▸ Matériel fourni
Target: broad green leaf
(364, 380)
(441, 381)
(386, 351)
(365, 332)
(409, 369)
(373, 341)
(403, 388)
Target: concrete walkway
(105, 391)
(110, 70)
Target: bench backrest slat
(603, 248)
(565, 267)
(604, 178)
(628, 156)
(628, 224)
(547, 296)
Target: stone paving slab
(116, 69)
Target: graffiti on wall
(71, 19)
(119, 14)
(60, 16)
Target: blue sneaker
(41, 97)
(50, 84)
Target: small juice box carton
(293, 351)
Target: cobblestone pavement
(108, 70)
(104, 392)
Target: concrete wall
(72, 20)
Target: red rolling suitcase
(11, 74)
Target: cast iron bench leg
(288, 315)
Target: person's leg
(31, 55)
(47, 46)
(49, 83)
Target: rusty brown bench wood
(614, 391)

---

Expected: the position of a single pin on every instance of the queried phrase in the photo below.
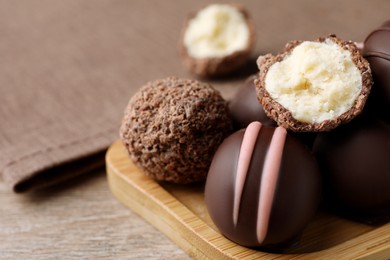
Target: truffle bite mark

▸ Consigne
Réécrivez en liste numérotée le passage du matériel ci-dessus allant de la ligne contenant "Expected: the position" jusqu'à la ligne contenant "Target: truffle bite mark", bornes comprises. Omettez les lignes vides et l'image.

▸ Corrigé
1. Expected: the position of a single pin on every instance of the queried phrase in the photo below.
2. Target: truffle bite mark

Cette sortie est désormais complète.